短い課題 A: 生データの行のうち、「det: cloud | locate」を含む行からデータの最後の行までを両端も含めて、1行を1つの文字列とするJSONのリストに変換すること。空行は入れないこと。

抽出テキスト:
----
交通事故
知っておくべき交通事故紛争処理センター(ADR)のポイント
監修弁護士 今西 眞弁護士法人ALG&Associates 福岡法律事務所 副所長 弁護士
交通事故紛争処理センターでは、被害者の方と、加害者又はその保険会社等との間における自動車事故による紛争を解決する機関です。被害者の方と加害者の間に立ち、法的知識のない方に対する法律相談、和解あっせん、さらに審査という手続を行います。手続にかかる費用は無料です。
被害者の方が加害者を相手方として申立てを行うことによって手続が開始されます。具体的な流れについて、以下のとおりご説明いたします。
目次
交通事故紛争処理センターはどんなところ?
ADRとは、Alternative Dispute Resolutionの略で、裁判外で紛争解決を行う手続の総称です。交通事故紛争処理センターも、ADRの一つであり、公益財団法人 交通事故紛争処理センターが運営しています。
交通事故紛争処理センターには案件ごとに相談担当弁護士がおり、交通事故の被害者と、加害者や加害者の契約する損害保険会社等の間に立って、和解のあっせんをしてくれます。
交通事故紛争処理センター(ADR)で受けられるもの
和解あっせん
和解あっせんでは、まず相談担当弁護士が、申立人に損害額を主張させ、次に相手方である保険会社等にその損害額を伝えます。
相手方はどこまでであれば支払えるかを回答し、相談担当弁護士がこれを申立人に伝えます。これを繰り返すことで、和解が成立できるかどうかを探ります。
審査
審査とは、和解あっせんが成立しなかったときに申し立てる手続です。
審査会に属する複数名の審査員が、事故状況や争点について、申立人及び相手方保険会社等からそれぞれの主張を踏まえ、損害額を検討します。審査の結果、損害額が裁定というかたちで示されます。
相談担当弁護士の無料紹介
交通事故紛争処理センターでは、各所在地の近隣の弁護士を相談担当弁護士として委託しており、それらの相談担当弁護士が無料で、和解あっせんを前提とした交通事故の法律相談に対応してくれます。
----
短い課題 B: 交通事故紛争処理センターについての文章を、最後の文の後から書き継ぐこと。
----
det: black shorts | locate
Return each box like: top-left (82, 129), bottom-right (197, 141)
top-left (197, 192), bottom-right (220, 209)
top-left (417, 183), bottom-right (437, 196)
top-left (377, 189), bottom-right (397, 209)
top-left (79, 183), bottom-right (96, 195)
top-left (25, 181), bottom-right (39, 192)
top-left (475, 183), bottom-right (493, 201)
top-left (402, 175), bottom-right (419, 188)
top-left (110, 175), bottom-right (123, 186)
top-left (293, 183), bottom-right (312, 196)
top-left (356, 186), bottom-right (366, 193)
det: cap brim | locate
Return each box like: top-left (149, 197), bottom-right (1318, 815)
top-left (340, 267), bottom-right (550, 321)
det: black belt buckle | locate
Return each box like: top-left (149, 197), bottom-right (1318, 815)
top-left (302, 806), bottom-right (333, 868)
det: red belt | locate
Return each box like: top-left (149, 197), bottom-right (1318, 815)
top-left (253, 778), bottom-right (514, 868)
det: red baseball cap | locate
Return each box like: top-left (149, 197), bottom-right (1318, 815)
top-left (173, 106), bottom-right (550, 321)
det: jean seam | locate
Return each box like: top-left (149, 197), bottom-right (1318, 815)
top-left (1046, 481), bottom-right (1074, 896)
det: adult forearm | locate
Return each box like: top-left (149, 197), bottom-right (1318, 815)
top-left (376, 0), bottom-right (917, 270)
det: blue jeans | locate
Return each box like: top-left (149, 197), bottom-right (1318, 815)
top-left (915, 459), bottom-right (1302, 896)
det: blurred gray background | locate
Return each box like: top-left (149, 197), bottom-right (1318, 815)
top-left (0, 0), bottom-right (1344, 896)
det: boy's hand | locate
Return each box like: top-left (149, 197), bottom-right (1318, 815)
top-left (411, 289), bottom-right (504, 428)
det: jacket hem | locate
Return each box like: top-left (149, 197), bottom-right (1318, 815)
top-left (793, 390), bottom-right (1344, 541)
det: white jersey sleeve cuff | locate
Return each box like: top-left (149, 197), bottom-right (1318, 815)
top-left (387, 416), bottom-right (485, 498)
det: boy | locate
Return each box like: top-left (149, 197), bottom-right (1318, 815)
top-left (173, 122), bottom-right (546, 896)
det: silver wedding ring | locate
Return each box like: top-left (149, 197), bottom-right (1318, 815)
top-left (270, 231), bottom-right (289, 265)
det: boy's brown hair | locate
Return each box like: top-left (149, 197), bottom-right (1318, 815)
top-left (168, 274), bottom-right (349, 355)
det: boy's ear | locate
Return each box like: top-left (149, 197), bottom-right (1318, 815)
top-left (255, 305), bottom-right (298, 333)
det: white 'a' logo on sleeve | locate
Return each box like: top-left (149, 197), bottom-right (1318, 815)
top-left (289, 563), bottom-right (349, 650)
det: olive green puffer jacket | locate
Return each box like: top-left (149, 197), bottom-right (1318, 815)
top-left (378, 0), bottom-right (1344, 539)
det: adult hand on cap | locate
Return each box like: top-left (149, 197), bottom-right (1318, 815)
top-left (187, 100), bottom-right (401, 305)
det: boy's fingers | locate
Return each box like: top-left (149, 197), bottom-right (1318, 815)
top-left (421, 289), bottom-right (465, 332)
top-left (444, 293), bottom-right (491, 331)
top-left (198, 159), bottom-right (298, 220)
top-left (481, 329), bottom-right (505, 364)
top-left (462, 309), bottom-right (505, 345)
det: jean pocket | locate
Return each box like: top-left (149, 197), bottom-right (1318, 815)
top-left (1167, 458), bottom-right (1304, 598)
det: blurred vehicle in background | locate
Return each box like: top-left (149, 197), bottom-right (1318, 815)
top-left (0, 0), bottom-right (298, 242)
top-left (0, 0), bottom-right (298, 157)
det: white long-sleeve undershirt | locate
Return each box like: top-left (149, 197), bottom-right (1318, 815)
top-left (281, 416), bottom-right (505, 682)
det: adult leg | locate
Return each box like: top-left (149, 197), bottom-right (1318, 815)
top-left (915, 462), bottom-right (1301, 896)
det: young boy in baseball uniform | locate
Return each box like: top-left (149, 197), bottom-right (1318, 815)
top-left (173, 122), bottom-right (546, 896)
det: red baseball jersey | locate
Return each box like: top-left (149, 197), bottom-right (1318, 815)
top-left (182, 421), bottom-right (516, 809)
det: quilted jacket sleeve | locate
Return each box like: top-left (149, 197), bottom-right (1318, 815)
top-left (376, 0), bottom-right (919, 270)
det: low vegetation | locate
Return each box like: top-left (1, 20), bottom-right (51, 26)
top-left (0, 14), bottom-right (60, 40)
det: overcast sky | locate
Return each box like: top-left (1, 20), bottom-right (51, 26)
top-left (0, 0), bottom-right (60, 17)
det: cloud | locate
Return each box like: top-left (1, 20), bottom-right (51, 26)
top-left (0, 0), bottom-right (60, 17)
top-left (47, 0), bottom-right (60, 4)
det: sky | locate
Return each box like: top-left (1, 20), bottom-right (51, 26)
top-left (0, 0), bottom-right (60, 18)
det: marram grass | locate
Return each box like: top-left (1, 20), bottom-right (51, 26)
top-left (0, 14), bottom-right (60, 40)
----
回答 A:
[
  "det: cloud | locate",
  "Return each box like: top-left (1, 20), bottom-right (51, 26)",
  "top-left (0, 0), bottom-right (60, 17)",
  "top-left (47, 0), bottom-right (60, 4)",
  "det: sky | locate",
  "Return each box like: top-left (1, 20), bottom-right (51, 26)",
  "top-left (0, 0), bottom-right (60, 18)",
  "det: marram grass | locate",
  "Return each box like: top-left (1, 20), bottom-right (51, 26)",
  "top-left (0, 14), bottom-right (60, 40)"
]

回答 B:
ただし、相談担当弁護士は、あくまで公平・中立な立場ですから、被害者である申立人の立場に立つわけではありません。また、原則として、終了するまで相談担当弁護士が変更されることはありません。
交通事故の示談交渉についての無料相談
交通事故紛争処理センターでは、相談担当弁護士が和解あっせんを進めるにあたって無料の法律相談をしてくれます。
ただし、相談担当弁護士は被害者側の代理人としてではなく、あくまで公平中立な立場ですから、被害者の言い分をそのまま受け入れてくれるわけではありません。また、まだ示談交渉に至っていない状態では、無料法律相談の対象ではありませんのでご注意ください。
交通事故 示談について詳しく見る交通事故紛争処理センターはあくまで中立の立場での対応
交通事故紛争処理センターの相談担当弁護士は、被害者側の代理人として対応してくれるわけではなく、あたかも裁判官のように公平かつ中立の立場で、妥当と考えられる金額を申立人及び相手方保険会社等に提案することになります。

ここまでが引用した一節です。